[Natural language region descriptions]
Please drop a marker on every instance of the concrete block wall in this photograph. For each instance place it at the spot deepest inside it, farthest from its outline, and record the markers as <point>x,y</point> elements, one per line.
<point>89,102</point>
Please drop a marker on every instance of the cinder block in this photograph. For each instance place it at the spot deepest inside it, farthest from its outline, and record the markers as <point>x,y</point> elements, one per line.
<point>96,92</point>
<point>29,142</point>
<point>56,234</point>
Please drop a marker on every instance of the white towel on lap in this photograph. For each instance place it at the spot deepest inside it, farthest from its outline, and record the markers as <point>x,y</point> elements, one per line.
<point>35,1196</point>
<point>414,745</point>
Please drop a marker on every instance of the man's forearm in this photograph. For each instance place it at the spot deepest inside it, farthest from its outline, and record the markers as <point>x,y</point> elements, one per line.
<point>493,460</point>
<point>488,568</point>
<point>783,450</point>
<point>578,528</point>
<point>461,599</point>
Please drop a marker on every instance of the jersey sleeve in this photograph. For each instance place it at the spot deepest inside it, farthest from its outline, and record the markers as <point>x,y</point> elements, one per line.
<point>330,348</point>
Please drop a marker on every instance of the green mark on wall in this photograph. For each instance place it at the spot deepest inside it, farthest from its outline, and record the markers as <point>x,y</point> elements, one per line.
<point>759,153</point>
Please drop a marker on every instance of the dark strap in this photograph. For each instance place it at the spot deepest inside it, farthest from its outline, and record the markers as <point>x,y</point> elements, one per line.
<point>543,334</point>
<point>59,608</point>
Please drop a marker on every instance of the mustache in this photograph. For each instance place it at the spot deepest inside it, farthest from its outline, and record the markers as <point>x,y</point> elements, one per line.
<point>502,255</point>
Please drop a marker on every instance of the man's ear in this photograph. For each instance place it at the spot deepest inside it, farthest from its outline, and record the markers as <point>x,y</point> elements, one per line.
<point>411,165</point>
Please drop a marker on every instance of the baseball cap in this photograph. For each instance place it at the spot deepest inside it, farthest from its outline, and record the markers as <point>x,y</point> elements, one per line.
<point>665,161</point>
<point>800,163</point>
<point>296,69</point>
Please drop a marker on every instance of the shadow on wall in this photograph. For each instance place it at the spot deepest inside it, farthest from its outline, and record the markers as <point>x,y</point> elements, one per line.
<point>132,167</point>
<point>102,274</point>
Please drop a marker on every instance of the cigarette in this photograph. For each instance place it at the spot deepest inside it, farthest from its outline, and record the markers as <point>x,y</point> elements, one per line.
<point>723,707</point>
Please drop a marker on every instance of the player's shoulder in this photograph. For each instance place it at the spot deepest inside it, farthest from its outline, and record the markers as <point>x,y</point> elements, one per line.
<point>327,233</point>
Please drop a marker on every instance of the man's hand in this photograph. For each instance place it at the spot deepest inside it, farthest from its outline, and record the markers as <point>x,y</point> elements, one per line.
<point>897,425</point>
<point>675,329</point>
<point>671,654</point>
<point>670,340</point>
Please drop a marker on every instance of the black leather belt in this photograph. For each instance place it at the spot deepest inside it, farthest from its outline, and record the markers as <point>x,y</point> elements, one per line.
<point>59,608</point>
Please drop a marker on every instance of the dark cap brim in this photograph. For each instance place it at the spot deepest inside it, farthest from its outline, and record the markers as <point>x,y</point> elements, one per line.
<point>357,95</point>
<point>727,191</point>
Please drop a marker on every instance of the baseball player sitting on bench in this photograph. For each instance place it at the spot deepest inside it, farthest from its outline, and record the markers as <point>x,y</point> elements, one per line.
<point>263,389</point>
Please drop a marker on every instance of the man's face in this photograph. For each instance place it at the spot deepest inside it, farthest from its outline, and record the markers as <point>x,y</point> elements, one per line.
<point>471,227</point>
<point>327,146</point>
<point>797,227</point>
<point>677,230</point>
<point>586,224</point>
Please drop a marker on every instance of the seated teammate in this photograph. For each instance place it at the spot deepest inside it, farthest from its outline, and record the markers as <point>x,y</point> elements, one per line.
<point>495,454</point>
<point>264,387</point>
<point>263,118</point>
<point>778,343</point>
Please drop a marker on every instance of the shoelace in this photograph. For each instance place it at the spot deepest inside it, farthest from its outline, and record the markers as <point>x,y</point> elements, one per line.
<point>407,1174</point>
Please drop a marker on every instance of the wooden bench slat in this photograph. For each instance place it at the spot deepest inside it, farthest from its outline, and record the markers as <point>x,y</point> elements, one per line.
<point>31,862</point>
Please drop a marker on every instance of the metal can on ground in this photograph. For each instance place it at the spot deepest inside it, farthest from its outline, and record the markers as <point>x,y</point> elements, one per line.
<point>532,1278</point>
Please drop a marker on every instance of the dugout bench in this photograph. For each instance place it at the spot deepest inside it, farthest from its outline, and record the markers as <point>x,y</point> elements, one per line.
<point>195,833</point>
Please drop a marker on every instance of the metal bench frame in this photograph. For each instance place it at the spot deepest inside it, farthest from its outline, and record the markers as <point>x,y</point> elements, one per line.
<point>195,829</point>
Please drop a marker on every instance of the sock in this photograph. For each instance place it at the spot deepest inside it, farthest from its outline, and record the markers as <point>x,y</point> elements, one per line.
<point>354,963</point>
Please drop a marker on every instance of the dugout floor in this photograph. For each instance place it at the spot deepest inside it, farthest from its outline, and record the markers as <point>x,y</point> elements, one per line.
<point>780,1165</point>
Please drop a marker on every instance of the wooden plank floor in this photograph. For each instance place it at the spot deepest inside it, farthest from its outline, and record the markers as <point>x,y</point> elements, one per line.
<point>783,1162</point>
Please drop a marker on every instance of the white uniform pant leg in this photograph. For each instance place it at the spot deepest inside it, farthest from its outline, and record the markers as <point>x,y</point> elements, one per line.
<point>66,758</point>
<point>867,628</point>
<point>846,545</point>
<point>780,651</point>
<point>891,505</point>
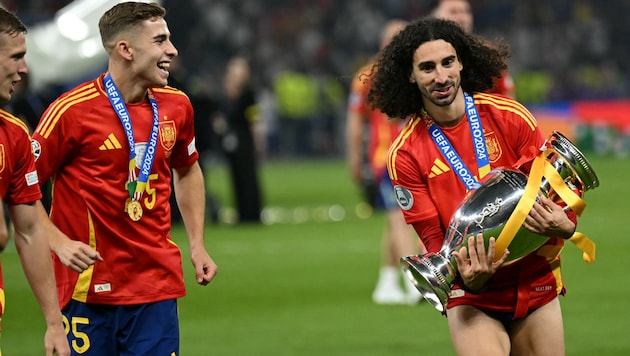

Prompt: Pictures stay out; the records above are otherwise reproduced exactly.

Response box:
Please drop a marker on every instance of the concrete block wall in this photograph. For each instance place it at the spot deepest inside it, farthest from its outline, and record the markers as <point>x,y</point> elements, one per line.
<point>89,102</point>
Please drop a marker on every instance of the cinder block in this photograph. For each instance place it at the spot deepest inside it, farthest from its outline, and record the markers as <point>x,y</point> elements, one per line.
<point>96,92</point>
<point>29,142</point>
<point>56,234</point>
Please drop a marker on every instance of the white towel on lap in this photograph. For each instance place it at the spot deepest inside it, farthest from its outline, and record the markers as <point>x,y</point> elements, one per line.
<point>35,1196</point>
<point>414,745</point>
Please drop a marker on every instance of the man's forearm in this photograph. For each instance place it at the spot deepest inside it, farthest from its outline, and record the markers as <point>x,y</point> elements, one per line.
<point>493,460</point>
<point>488,568</point>
<point>783,450</point>
<point>578,528</point>
<point>461,599</point>
Please drop a marker on every instance of the jersey sleeve in this photograph. For each instance place it at the spot deepest inside it, farthest from its outline, and record the markers as <point>x,y</point> elements, one per line.
<point>330,348</point>
Please drop a marker on every instance of the green mark on wall in this photograph. For each instance place it at the spot deepest inside it, farthest from its outline, and record the markers as <point>x,y</point> elements, one per line.
<point>759,153</point>
Please drop a marker on every instance of the dark strap in this photograph. For each instance place it at the spot deepest inside it, farthest from its outline, and record the markers as <point>x,y</point> elements, one per line.
<point>543,334</point>
<point>59,608</point>
Please drop a marker on every instance of the mustache in this photograph. For each instance place it at the spot deepest inside it, farthest from its outline, and record the markers as <point>x,y</point> elements, one per line.
<point>502,255</point>
Please drop a marker on every instance of the man's ear in this photograph. For each instance place it at the spot deepest inside it, farthest from its outline, and record the markers as <point>x,y</point> elements, one per line.
<point>411,165</point>
Please drop a marker on every instance of the baseball cap in this photograph. For each instance place it at the spot deepest inside it, farthest from its outline, and record the markers as <point>x,y</point> elements, one per line.
<point>665,161</point>
<point>800,163</point>
<point>296,69</point>
Please drop a marker on every instance of the shadow on wall in this photograph. For each instance place it at the spot deepest inside it, farthest from its outline, and record the markers as <point>x,y</point> elements, one per line.
<point>132,167</point>
<point>102,274</point>
Please drop a marker on every instance of the cigarette in this photograph. For each instance place it at the spot deepest inside it, farthest from its outline, and record the markers as <point>x,y</point> elements, one per line.
<point>723,707</point>
Please drop a marker on every instance of the player's shoulder in this photograph. For each instance place it at the spot deepest inside it, farthest from its outline, and record the markers as <point>x,y</point> elements, one per line.
<point>327,233</point>
Please drop a marker on every instance of the man's hand in this photograph. For each instance place it at the spot deepest inside it, farthest from its outline, and record the markers as <point>x,y</point> elements, one per line.
<point>897,425</point>
<point>675,329</point>
<point>671,654</point>
<point>670,340</point>
Please drop a marker on every instance of the black leather belt in this photograph. For each instance place it at the spot deepest inside it, farthest from its outline, and record the markers as <point>x,y</point> elements, one per line.
<point>59,608</point>
Please drop a marker on every instance of the dark cap brim in this photograph. For each instance place it at the spot deepest inside it, farthest from its outline, and record the markers as <point>x,y</point> elements, one per line.
<point>357,95</point>
<point>727,191</point>
Please drop a marker on every instance of the baseball player sitting on bench in this photograph. For each instance place it at the spot deepest inside it, farthest from its outline, and record the markers as <point>x,y</point> elements, one per line.
<point>263,389</point>
Please drop a marker on every instance of the man's face in this photograph. For each instance place it at the spot deepest inside it, farthest from its outline, and record the markers as <point>x,y</point> elements, one per line.
<point>471,227</point>
<point>327,146</point>
<point>797,227</point>
<point>677,230</point>
<point>586,224</point>
Please drop a marker on every instance of the seated teammate in this photograph. For each instance place it at the spot deepest inside it, farthest from its outline, and record the markers as <point>x,y</point> elements, one per line.
<point>495,454</point>
<point>264,387</point>
<point>263,118</point>
<point>778,343</point>
Please drop a marker on every instance of the shoelace in this photograph. For each instance place it at the spot deepest inside it, farthest from its outline, and record the markers as <point>x,y</point> elements, one per line.
<point>407,1174</point>
Please drop a marker on every instance of the wooden bench slat in this photograph. For each instance place it at the spot deepest inside it, farthest from its outline, and record the markers as <point>x,y</point> elements, one per line.
<point>31,862</point>
Please drop a marker on every instance of the metal can on ground in this photograph. For each instance place it at the spot deepest inside it, farthest from its outline, and record the markers as <point>x,y</point> elements, one per line.
<point>532,1278</point>
Please drop a marker on every instance of the dugout bench in this photograph. For each instance place it at the spot deepest inside it, farthest from its outline, and record the markers as <point>x,y</point> elements, one per line.
<point>195,833</point>
Please drop a marker on every instance of the metal bench frame in this photograph. For each instance place it at the spot deepest inside it, farthest from its outline, and record the markers as <point>x,y</point> elements, one per line.
<point>195,829</point>
Please drop a marker on every instance of the sock in this photograph. For each instance place it at the spot deepest inside it, farthest from its outline, and record the markers as <point>x,y</point> elements, one per line.
<point>354,963</point>
Please drop a marker on every instance of the dugout floor in this photograph. For each instance place it at the spot deepest inside it, farthest from its outline, and record the markers as <point>x,y</point> elements, one per line.
<point>780,1165</point>
Please drop a marker on every instance of the wooden plank floor in this photograph. For each instance place it at the spot deepest inside it, farthest from its outline, and record the markers as <point>x,y</point> elements, one per line.
<point>783,1162</point>
Please drop a marker on every instance of the white uniform pant leg in this photograph. For each instance place it at the spot deepest inside it, farthest from its outline, and record the markers as <point>x,y</point> elements, one per line.
<point>66,758</point>
<point>867,628</point>
<point>846,545</point>
<point>780,651</point>
<point>891,505</point>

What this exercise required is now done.